Work required
Only the text is wanted; write out each record below exactly and exclude all pictures.

Data for this task
· · · · ·
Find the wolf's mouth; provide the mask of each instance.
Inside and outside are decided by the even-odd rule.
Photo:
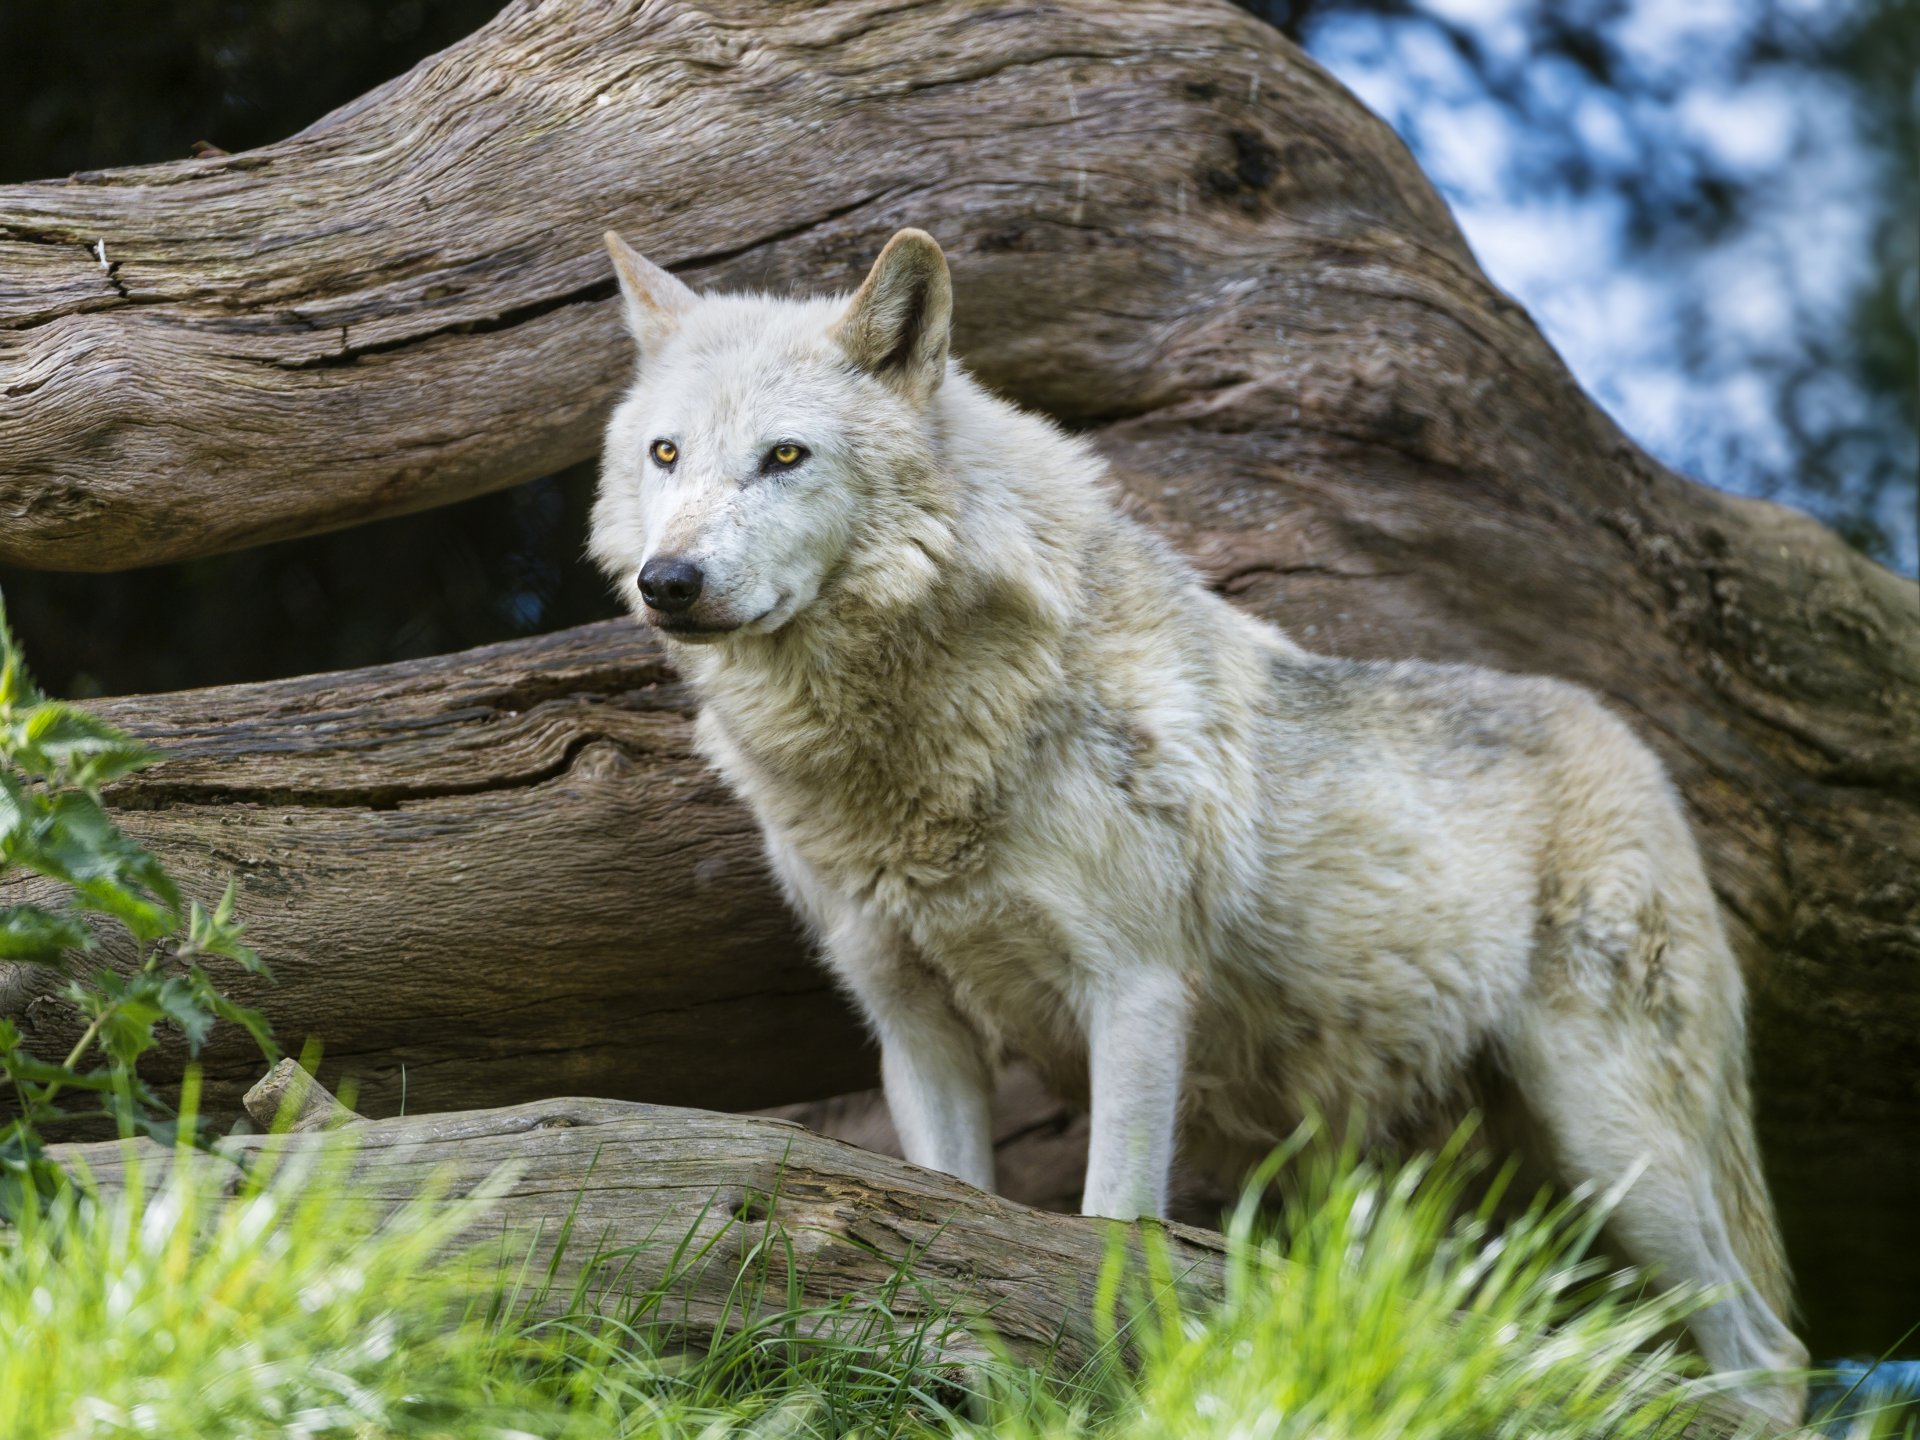
[[[718,640],[722,635],[731,635],[740,628],[738,625],[702,625],[697,620],[674,620],[658,613],[650,613],[647,618],[652,621],[654,629],[676,640]]]
[[[702,625],[699,621],[688,619],[684,615],[662,615],[652,606],[647,607],[647,619],[652,622],[654,629],[671,635],[676,640],[690,640],[696,645],[703,645],[742,630],[751,630],[786,603],[787,597],[782,595],[751,620],[742,620],[737,625]]]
· · · · ·
Answer to this problem
Find the wolf's mouth; provide the mask of each instance.
Inside and outside are decided by the even-odd rule.
Photo:
[[[718,640],[722,635],[731,635],[740,628],[738,625],[702,625],[697,620],[674,620],[658,613],[650,613],[647,618],[652,621],[654,629],[676,640]]]
[[[702,625],[699,621],[688,619],[684,615],[662,615],[652,606],[647,607],[647,619],[652,622],[654,629],[671,635],[676,640],[690,640],[696,645],[703,645],[742,630],[751,630],[786,603],[787,597],[782,595],[751,620],[742,620],[737,625]]]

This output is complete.